● **Task goal**
Working from the line that contains "verge. Do not add anything beyond the points." down to the last line below, repeat each line exactly.
============
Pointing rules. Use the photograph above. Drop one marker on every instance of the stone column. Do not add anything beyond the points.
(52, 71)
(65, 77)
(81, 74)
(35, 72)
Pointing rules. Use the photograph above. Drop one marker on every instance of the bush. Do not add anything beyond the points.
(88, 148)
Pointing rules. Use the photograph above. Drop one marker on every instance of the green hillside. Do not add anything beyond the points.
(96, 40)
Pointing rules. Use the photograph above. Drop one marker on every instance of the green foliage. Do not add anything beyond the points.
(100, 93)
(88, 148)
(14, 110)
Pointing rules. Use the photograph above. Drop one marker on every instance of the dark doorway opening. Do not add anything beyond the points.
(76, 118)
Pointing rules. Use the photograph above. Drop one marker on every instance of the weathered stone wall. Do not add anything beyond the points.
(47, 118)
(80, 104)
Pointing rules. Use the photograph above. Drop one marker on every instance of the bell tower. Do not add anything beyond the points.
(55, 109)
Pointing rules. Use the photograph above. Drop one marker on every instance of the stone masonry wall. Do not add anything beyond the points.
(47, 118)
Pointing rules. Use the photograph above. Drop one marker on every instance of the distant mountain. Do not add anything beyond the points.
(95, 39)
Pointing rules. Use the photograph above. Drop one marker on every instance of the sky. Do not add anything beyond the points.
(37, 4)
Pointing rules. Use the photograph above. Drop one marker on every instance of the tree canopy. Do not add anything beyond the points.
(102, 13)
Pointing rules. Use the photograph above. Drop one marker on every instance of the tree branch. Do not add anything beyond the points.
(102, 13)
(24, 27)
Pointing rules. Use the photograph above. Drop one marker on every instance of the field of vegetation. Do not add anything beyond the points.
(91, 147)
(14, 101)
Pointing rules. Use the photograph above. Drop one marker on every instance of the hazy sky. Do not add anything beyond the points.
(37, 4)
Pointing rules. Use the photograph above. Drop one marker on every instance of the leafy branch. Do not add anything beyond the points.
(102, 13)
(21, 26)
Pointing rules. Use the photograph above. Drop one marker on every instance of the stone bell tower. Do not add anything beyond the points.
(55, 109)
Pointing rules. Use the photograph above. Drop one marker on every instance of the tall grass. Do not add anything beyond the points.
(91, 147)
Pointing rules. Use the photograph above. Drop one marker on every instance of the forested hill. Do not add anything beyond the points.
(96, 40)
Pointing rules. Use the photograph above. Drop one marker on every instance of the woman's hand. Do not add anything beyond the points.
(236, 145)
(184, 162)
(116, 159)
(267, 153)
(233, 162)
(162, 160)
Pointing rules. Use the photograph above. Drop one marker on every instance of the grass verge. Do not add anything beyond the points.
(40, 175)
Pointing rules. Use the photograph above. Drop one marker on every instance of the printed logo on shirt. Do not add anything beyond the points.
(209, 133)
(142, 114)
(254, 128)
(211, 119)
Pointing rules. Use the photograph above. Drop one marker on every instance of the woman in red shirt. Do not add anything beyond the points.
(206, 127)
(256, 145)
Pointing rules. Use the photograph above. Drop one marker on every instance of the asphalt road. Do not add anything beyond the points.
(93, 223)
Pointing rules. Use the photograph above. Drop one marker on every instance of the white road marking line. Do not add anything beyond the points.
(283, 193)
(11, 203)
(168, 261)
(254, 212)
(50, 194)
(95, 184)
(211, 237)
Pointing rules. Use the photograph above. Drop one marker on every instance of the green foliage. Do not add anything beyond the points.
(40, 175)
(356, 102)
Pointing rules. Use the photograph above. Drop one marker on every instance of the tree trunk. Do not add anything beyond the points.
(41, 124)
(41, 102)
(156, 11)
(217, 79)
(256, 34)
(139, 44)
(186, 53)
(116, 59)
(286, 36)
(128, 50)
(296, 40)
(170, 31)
============
● **Written solution**
Pointing rules. Use the photograph above. Drop one marker on every instance of the grass verge. Do not add anything beyond the points.
(40, 175)
Pointing rules. Use the photograph above. Drop one marker on every instance of the printed logo on shirt. Do not add anything beyond the points.
(209, 133)
(142, 114)
(254, 128)
(211, 119)
Pointing rules. Use the photograph above. Drop one marker on every instance of the woman in red shirt. Do not add anything beyond the points.
(206, 127)
(256, 145)
Pointing rules. Use the photograph above. Drop one marker on every instance of the asphalt road. Do not add anything beyond the points.
(93, 223)
Pointing rules. Use the photograph above. Drop one marker on every instance of the white road marking line. Do not add anything beyond the points.
(283, 193)
(11, 203)
(168, 261)
(254, 212)
(50, 194)
(95, 184)
(211, 237)
Pointing rules. Use the photograph above. Drop one marker on every instance of the green foliage. Do not add anything beyond the points.
(40, 175)
(356, 102)
Pointing rules. Use the photograph above. Drop one marker on every instance of the tree trunk. Do not add anything beyond the points.
(41, 124)
(41, 102)
(156, 11)
(217, 79)
(256, 34)
(139, 44)
(186, 53)
(116, 59)
(286, 36)
(128, 50)
(296, 40)
(170, 31)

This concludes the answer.